- **Your instructions**: What lines below contain the string "grass"? List them all.

- **Data entries**:
§
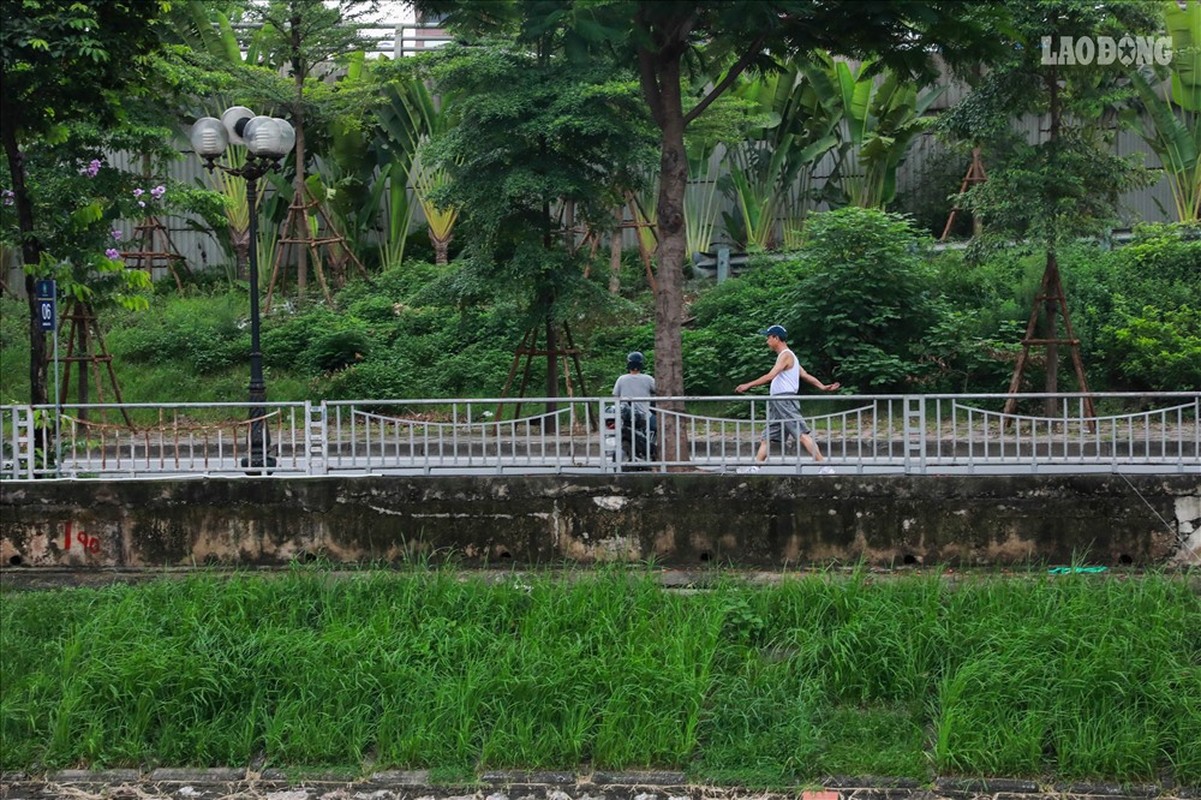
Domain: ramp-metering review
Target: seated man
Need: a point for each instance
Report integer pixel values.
(635, 383)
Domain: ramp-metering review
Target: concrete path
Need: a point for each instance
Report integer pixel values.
(274, 784)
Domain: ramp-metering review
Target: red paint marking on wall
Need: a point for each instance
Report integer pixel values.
(88, 543)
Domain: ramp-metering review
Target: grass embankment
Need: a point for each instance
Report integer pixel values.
(1064, 678)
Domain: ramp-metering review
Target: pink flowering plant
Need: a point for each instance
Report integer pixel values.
(77, 210)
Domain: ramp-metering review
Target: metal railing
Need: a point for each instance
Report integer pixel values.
(858, 434)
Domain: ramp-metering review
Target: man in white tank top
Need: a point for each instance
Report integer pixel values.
(784, 418)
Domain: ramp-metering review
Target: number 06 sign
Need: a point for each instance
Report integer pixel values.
(45, 292)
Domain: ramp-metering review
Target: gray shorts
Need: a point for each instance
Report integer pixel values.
(784, 418)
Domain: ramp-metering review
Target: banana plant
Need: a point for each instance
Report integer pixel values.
(879, 120)
(1170, 124)
(411, 118)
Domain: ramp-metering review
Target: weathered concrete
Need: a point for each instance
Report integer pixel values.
(273, 784)
(682, 520)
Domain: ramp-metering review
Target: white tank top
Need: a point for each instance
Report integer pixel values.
(789, 381)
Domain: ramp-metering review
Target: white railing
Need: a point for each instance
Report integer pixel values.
(858, 434)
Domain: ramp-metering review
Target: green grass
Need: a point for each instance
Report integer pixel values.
(1069, 676)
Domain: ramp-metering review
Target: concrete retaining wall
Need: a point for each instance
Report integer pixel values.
(681, 520)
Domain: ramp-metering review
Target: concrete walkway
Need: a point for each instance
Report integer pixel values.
(275, 784)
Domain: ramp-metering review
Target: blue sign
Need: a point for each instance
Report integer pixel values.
(45, 292)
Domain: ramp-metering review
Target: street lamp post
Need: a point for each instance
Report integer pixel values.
(267, 139)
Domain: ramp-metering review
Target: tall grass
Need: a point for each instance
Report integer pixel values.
(1068, 676)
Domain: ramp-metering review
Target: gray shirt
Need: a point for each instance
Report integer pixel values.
(635, 384)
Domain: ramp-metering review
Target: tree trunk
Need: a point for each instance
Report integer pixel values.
(441, 249)
(298, 72)
(669, 256)
(1052, 266)
(615, 256)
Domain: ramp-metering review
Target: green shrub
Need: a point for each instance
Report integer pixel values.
(374, 380)
(334, 350)
(207, 333)
(866, 300)
(1158, 348)
(375, 309)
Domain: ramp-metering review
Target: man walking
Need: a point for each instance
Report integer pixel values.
(784, 418)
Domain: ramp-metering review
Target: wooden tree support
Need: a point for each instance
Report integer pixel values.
(1050, 297)
(155, 249)
(297, 221)
(975, 174)
(527, 350)
(85, 333)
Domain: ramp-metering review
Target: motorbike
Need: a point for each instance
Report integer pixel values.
(639, 437)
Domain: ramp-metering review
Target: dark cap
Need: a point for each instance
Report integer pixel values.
(775, 330)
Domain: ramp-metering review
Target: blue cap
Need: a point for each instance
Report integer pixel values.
(775, 330)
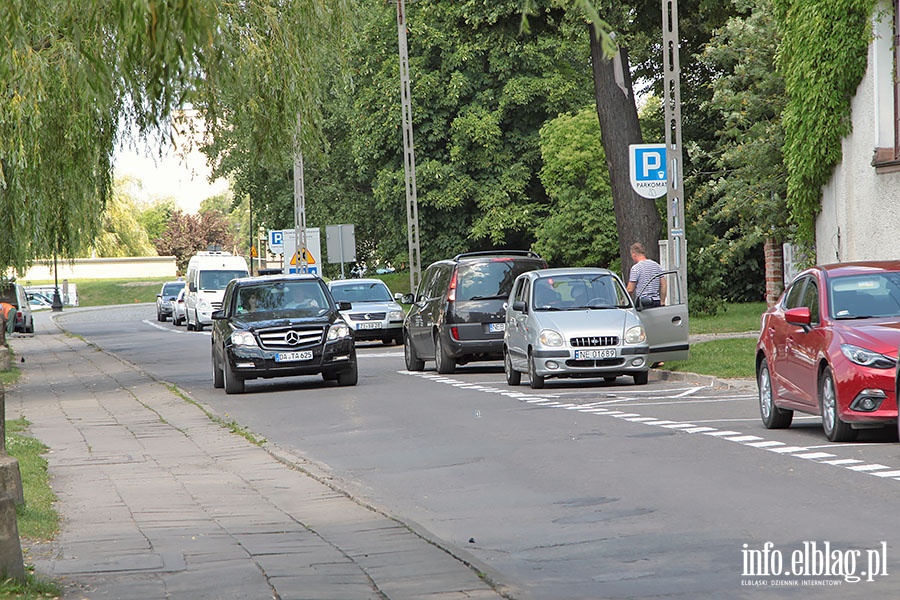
§
- **Result below**:
Target: grass embankment
Target: green grass
Target: tall grass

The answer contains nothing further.